When Melissa Heikkilä looks back on her past four years writing about artificial intelligence (AI), two key things jump out to her, one good, one bad.
“It’s the best beat… AI is a story about power, and there are so many ways to cover it,” says the senior reporter for magazine MIT Technology Review. “And there are so many interesting, and eccentric people to write about.”
That’s the positive. The negative, she says, is that much of the wider media’s coverage of AI can leave a lot to be desired.
“There is more hype and obfuscation about what the technology can and cannot actually do,” says Ms Heikkilä. “This can lead to embarrassing mistakes, and for journalists to feed into the hype machine, by, for example, anthropomorphizing AI technologies, and mythologizing tech companies.”
Go back to early 2022, and AI was a little searched for term on Google. It had a so-calledGoogle Trend scoreof just 11, with 0 being not searched for at all, and 100 indicating that something is the hottest of hot topics.

#####

Requirement A
Repeat word for word the part of the article on AI news coverage from "When Melissa Heikkilä" to "good, one bad.".
Requirement B
Keep writing the article on AI news coverage, picking up after its last sentence.

Extracted records

#####

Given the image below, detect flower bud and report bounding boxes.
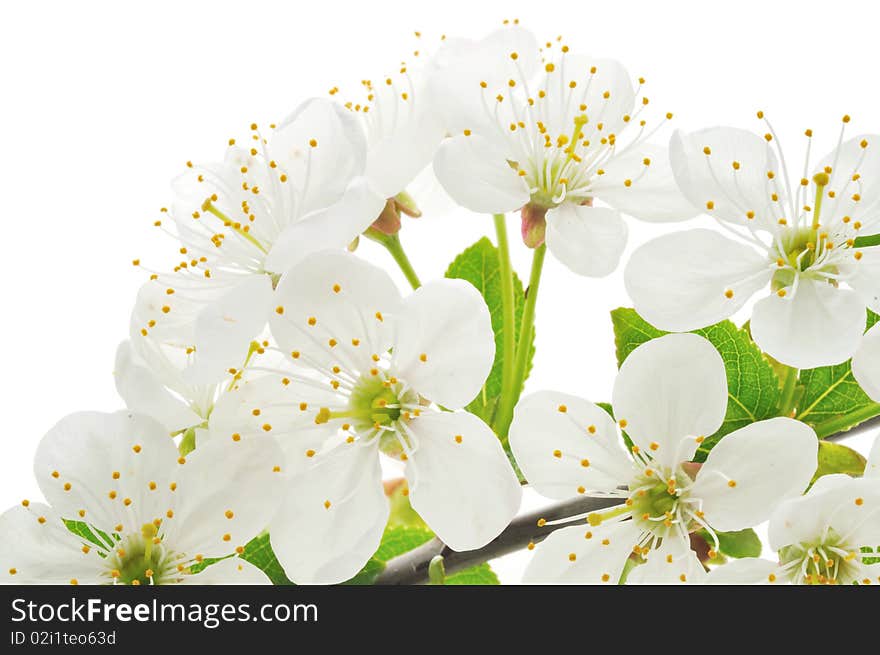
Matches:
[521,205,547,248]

#####

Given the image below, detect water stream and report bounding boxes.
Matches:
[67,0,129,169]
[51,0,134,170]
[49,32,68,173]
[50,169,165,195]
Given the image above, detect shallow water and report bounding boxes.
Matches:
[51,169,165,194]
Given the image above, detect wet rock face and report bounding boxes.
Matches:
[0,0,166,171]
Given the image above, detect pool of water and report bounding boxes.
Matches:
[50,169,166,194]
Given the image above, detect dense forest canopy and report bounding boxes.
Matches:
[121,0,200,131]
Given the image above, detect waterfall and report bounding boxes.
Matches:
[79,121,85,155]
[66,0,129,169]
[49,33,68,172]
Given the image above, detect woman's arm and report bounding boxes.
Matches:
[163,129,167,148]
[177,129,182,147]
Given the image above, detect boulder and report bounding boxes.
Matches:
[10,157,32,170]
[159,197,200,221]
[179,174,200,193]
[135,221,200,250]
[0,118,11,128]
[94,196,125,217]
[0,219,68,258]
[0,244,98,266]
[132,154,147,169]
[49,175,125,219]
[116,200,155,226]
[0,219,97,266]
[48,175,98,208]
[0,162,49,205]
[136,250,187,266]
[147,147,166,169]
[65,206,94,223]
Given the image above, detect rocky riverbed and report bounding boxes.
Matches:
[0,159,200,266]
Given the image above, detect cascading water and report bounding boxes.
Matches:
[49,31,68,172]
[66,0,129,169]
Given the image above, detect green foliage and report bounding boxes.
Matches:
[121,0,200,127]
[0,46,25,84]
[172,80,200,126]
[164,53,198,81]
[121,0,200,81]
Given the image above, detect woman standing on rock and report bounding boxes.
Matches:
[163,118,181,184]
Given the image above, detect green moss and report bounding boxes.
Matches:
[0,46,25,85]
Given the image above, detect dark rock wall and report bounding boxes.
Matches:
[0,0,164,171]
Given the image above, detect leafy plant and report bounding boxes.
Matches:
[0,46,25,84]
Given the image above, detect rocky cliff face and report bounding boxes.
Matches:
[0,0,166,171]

#####

Task response A
When Melissa Heikkilä looks back on her past four years writing about artificial intelligence (AI), two key things jump out to her, one good, one bad.

Task response B
Last year, you wouldn’t be surprised to know, AI surged in Google Trends to 100. The BBC’s technology editor Zoe Kleinman says it is good to see AI now attracting so much attention, but that this puts a responsibility on the media to report on it accurately.
“AI is going to have an impact on all of our lives sooner rather than later, if not already, and so it deserves media scrutiny,” she says. “I think the media tends to use the term AI as an umbrella term for lots of different types of the tech.
“I also think generative AI is behind the majority of this latest buzz – that is, tools which create content, like text, images, video and audio. ChatGPT has a lot to answer for!
“I do think journalists have a tendency to focus on the negatives, and I’d like to see more headlines about the positive uses of AI – formatting new medicines, for example, and providing breakthroughs in the search for nuclear fusion – alongside the risks it poses.”